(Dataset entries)
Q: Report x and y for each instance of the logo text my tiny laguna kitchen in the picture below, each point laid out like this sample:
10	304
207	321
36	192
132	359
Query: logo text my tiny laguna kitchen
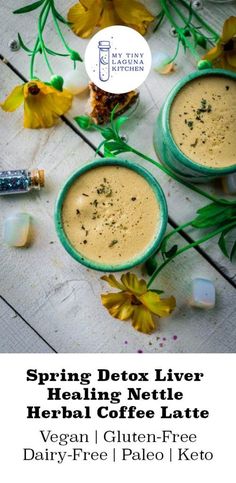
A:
118	59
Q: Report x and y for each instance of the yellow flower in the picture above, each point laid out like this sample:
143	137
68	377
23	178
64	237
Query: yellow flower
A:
136	302
223	55
43	104
85	15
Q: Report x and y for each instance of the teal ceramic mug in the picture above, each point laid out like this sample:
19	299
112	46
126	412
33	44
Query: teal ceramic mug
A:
161	226
166	148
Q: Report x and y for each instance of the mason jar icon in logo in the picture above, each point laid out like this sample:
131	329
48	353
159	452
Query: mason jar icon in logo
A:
104	60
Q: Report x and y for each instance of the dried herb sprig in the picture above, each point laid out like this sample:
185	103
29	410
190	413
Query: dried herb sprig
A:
219	216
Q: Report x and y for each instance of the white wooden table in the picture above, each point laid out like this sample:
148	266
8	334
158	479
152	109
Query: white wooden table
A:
49	303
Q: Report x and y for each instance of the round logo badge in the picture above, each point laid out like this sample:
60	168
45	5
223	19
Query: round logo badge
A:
118	59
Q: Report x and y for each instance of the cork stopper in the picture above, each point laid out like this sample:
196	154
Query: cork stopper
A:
38	178
41	178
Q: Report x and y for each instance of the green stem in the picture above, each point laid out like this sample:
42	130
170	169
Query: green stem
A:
202	21
185	248
170	173
45	12
178	29
59	30
40	30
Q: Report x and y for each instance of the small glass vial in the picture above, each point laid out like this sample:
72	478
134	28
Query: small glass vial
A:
104	60
21	181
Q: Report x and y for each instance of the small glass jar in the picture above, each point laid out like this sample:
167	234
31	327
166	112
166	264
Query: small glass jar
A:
21	181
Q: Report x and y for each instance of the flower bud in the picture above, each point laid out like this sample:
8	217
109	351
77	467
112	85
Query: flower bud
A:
75	56
57	81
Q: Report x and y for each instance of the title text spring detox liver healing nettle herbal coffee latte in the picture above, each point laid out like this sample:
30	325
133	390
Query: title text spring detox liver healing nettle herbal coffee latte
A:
110	214
203	121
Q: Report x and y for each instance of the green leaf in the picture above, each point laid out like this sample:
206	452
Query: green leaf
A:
116	147
214	214
151	265
201	40
22	44
107	133
60	18
29	8
233	252
222	244
75	56
85	122
119	122
170	253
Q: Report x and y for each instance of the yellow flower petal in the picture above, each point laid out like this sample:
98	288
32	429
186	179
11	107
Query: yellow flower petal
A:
167	69
42	110
229	29
134	14
118	305
156	305
142	320
14	100
133	284
84	16
113	282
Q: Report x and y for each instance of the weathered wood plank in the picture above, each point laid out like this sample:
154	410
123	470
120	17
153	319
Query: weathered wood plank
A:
16	336
182	202
60	298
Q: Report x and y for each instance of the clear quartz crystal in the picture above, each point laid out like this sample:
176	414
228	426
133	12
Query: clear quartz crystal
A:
16	229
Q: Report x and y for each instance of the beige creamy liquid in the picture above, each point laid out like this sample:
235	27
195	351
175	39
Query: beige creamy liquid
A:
110	214
203	121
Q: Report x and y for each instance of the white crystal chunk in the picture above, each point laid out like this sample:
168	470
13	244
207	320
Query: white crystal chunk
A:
229	184
16	229
159	61
76	81
203	293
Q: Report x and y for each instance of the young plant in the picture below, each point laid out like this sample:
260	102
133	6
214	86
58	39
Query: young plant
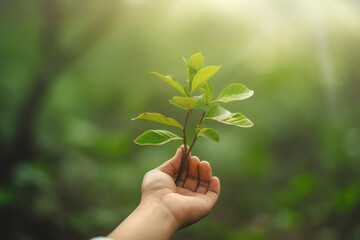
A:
198	78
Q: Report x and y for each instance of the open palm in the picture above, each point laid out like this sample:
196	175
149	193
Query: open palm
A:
189	199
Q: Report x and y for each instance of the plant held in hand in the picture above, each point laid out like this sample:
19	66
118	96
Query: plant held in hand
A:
197	79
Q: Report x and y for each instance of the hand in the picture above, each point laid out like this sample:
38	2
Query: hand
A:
191	198
165	206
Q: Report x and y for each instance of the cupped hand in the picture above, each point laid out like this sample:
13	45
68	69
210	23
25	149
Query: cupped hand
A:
188	200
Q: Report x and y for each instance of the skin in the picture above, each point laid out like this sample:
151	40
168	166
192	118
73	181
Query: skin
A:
165	206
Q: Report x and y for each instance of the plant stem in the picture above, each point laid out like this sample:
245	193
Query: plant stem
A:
186	154
185	145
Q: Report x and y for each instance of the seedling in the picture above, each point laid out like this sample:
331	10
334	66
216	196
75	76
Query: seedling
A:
197	79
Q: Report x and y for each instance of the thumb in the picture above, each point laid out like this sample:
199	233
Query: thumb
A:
171	167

▶ [YOUR INSTRUCTIONS] Only the text of the records belongs in your answer, copied exactly as it appears above.

▶ [TASK OUTPUT]
Q: Report x and y for each instance of the logo text my tiny laguna kitchen in the picture below, each point laid out like this sample:
10	304
207	321
36	192
132	359
Query: logo text my tiny laguna kitchen
A:
118	59
Q: Report x and y for each instance of the yellow flower in the picture above, each point laid out like this sample:
143	137
68	377
23	178
64	237
Query: yellow flower
A:
136	302
223	55
43	104
85	15
Q: Report x and y for each instance of the teal ceramic mug in the picture above, each point laid out like this sample:
19	299
112	46
126	412
33	44
Query: teal ceramic mug
A:
161	226
166	148
Q: Report x and y for each instance of the mason jar icon in logo in the picture above, each point laid out like this sample:
131	329
48	353
159	452
Query: mason jar icon in logo
A:
104	60
Q: Report x and y for each instance of the dried herb sprig in the picture above, each point laid out like this sample:
185	103
29	410
190	413
Query: dried herb sprig
A:
219	216
Q: Report x and y for each instance of the white wooden table in the picture above, each point laid out like this sample:
148	266
8	334
158	479
152	109
Query: white wooden table
A:
49	303
Q: Report x and y for each instance of the round logo badge in the picture above, each point laid out like this sample:
60	168
45	5
223	19
Query: round logo badge
A:
118	59
Q: Report x and y for each instance of the cork stopper in the picture above, each point laid out like this sample:
196	154
Query: cork stopper
A:
38	178
41	178
Q: Report x and y for each instance of the green stem in the picture above, each point laid out like this sample:
42	130
170	169
Query: green stem
A:
202	21
185	248
170	173
45	12
178	29
59	30
40	30
Q: Report x and y for each instance of the small glass vial in the picture above, each point laid out like this sample:
72	478
134	28
Query: small glass vial
A:
104	60
21	181
Q: Report x and y for each instance of the small glass jar in the picture above, each point laid out like this sample:
167	234
31	327
166	112
166	264
Query: small glass jar
A:
21	181
Q: Report x and y for each instance of the flower bud in the picture above, each point laid out like this sample:
8	217
109	351
77	467
112	85
Query: flower bud
A:
75	56
57	81
Q: Report x and y for each instance of the title text spring detox liver healing nettle herbal coffee latte in the picture above, each point laid out like this sample:
30	325
133	390
Query: title text spring detox liver healing nettle herbal coffee latte
A:
110	214
203	121
Q: Report x and y for each instance of the green leaf in the picture above, each point laid out like this sample:
206	452
Query: green leaf
A:
116	147
214	214
151	265
201	40
22	44
107	133
60	18
29	8
233	252
222	244
75	56
85	122
119	122
170	253
Q: Report x and y for each instance of the yellow flower petal in the picture above, each point laid out like this sample:
98	288
32	429
186	179
11	107
Query: yellow flower petal
A:
167	69
42	110
229	29
134	14
118	305
156	305
142	320
14	100
133	284
84	16
113	282
Q: Report x and y for each instance of the weathered wood plank in the picture above, each point laid out like this sample:
154	410
123	470
120	17
153	319
Query: weathered wood plank
A:
16	336
182	202
60	298
Q: Report x and y for each instance of the clear quartz crystal in the picture above, each point laid out like this sample:
176	414
228	426
133	12
Query: clear quartz crystal
A:
16	229
Q: Report x and y for each instance of the beige creamy liquid in the picture above, each point laid out like this sample:
235	27
195	351
175	39
Query: beige creamy liquid
A:
110	214
203	121
Q: Report x and y for each instance of the white crystal chunk in the picture above, each point laid out like this sample:
168	470
13	244
207	320
Query: white crystal chunk
A:
229	184
16	229
159	61
76	81
203	293
Q: Report x and y for each instance of the young plant in the picture below, each point laid out like this sample:
260	102
133	6
214	86
58	39
Query: young plant
A:
198	78
Q: Report x and y for each instance of the open palm in the picture above, each point laid out like this sample:
196	175
149	193
Query: open palm
A:
189	199
Q: Report x and y for each instance of the plant held in hand in the picture above, each point laid out like this sample:
19	66
118	96
Query: plant held in hand
A:
197	79
Q: Report x and y for each instance of the hand in the picture above, each point laid out like this sample:
38	2
Query: hand
A:
191	198
165	206
Q: Report x and y for each instance of the cupped hand in the picture above, each point laid out like this sample:
13	45
68	69
210	23
25	149
Query: cupped hand
A:
188	200
Q: Report x and y for each instance of the skin in the picture above, each point laid out like this sample:
151	40
168	166
192	118
73	181
Query: skin
A:
165	206
Q: Report x and y for each instance of the plant stem in the picture above, each point laid out like this sample:
245	193
Query: plant stem
A:
186	154
185	145
Q: Report x and y for each instance of the seedling in the picture above, each point laid out like this sample:
331	10
334	66
216	196
75	76
Query: seedling
A:
197	79
Q: Report x and y for each instance of the thumb in the picture above, each point laid out like this sample:
199	233
Query: thumb
A:
171	167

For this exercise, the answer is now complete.